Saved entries
[Start of Attachment]

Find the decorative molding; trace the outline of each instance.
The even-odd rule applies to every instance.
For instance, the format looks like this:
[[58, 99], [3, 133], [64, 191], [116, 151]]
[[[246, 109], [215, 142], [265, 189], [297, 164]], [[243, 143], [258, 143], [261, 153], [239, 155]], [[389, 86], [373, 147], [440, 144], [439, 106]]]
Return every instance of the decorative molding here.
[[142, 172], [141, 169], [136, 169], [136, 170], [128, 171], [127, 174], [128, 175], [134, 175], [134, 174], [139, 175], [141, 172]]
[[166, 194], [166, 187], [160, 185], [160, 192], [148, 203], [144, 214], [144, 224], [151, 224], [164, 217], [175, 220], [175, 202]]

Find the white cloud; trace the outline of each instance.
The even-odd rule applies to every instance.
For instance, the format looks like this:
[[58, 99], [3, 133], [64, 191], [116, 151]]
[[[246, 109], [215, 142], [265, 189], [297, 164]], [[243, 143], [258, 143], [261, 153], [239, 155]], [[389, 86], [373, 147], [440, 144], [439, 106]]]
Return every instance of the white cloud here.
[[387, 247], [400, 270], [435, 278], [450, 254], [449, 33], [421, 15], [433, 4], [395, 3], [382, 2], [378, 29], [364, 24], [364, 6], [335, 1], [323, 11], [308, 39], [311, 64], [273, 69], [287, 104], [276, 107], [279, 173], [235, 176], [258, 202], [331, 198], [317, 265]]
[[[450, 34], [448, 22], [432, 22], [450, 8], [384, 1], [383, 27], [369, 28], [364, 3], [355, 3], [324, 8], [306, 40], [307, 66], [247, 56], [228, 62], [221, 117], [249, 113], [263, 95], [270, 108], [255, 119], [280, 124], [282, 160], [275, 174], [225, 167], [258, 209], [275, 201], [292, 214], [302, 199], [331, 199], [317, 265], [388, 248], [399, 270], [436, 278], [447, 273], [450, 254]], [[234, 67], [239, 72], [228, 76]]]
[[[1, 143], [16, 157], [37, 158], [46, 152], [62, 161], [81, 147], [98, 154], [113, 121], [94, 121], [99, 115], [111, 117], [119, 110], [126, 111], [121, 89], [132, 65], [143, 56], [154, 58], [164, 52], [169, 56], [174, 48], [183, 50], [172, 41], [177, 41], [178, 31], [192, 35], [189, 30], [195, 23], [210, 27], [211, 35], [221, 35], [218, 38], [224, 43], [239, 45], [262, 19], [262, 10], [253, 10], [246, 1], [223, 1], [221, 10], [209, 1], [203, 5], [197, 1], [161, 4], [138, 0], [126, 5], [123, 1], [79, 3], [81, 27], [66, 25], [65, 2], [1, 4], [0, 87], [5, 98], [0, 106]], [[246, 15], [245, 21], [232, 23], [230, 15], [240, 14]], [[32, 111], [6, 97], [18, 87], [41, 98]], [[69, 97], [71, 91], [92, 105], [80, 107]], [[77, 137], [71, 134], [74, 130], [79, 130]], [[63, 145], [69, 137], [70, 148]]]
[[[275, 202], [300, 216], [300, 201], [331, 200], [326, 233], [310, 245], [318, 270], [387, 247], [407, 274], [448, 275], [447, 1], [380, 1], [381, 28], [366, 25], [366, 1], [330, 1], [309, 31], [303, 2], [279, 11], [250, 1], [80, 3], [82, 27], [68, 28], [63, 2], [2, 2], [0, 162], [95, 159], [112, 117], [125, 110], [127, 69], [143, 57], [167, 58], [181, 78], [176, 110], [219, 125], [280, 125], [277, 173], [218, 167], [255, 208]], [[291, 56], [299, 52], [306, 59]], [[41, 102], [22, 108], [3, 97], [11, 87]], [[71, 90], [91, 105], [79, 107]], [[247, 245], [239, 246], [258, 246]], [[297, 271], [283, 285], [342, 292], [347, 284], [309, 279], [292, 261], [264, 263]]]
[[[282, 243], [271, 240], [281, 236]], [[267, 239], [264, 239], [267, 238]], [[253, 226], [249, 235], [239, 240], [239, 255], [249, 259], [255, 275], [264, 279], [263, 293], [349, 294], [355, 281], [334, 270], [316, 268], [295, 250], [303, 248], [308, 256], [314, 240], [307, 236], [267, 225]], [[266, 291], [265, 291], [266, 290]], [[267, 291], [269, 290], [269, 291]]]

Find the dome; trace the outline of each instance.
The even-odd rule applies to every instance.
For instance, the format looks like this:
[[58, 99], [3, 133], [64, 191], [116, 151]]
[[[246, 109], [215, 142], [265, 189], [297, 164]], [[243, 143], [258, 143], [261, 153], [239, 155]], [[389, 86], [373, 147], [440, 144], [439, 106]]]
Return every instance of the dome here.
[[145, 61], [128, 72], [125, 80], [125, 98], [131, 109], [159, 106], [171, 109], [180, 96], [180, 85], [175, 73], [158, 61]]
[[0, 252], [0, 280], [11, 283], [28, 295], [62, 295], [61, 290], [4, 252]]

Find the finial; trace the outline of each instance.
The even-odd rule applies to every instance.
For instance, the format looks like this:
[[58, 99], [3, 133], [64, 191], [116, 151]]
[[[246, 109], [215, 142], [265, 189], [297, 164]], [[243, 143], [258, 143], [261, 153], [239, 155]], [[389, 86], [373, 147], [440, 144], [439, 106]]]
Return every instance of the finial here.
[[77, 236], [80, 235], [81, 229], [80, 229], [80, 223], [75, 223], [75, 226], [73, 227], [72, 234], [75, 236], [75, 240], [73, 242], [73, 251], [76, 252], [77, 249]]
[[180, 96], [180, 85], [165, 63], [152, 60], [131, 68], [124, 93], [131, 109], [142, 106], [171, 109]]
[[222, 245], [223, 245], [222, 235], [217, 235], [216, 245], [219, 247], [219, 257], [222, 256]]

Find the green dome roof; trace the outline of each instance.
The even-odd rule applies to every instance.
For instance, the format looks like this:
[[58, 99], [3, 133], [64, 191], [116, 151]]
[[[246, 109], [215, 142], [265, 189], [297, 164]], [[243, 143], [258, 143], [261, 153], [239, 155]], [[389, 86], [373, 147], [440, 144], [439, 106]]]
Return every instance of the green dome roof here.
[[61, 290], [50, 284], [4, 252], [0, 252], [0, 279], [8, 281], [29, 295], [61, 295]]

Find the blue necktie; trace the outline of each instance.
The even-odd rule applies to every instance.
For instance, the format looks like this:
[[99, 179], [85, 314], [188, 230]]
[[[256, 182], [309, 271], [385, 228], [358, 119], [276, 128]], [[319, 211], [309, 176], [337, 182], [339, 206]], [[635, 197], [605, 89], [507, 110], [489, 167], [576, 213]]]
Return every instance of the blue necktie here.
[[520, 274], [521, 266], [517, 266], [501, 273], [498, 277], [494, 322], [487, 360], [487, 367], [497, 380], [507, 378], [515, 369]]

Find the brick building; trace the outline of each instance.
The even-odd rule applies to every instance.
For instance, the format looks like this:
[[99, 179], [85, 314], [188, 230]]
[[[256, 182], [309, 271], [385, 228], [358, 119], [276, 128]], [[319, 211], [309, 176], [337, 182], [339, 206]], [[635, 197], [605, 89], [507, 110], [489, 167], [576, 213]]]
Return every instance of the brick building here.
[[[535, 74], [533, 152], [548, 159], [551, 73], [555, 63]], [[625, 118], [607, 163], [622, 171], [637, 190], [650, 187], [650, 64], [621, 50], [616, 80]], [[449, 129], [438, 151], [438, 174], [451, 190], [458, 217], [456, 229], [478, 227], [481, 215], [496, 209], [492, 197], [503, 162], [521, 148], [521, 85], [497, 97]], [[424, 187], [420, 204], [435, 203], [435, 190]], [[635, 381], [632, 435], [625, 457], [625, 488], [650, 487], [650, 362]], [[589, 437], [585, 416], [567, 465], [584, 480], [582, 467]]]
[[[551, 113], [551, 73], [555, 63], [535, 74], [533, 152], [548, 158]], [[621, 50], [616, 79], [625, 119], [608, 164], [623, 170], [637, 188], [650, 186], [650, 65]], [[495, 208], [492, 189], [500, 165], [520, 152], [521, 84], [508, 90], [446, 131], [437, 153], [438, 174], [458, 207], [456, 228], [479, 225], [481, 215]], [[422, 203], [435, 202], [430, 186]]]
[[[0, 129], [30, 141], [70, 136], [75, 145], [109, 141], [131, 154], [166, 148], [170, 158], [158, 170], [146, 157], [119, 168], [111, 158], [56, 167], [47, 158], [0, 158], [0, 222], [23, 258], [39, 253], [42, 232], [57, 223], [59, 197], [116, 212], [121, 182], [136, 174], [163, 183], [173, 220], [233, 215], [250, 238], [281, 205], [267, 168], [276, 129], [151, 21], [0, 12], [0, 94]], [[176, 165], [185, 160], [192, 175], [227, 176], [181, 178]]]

[End of Attachment]

**Aim of the exercise:** Out of the entries, pull every line that mentions "Find".

**Problem solution:**
Find the decorative molding; trace the outline of each instance.
Find the white cloud; trace the outline of each instance.
Find the dome; trace the outline of each instance.
Find the finial; trace the outline of each instance.
Find the green dome roof; trace the outline of each instance.
Find the blue necktie; trace the outline of each instance.
Find the brick building; trace the outline of each instance.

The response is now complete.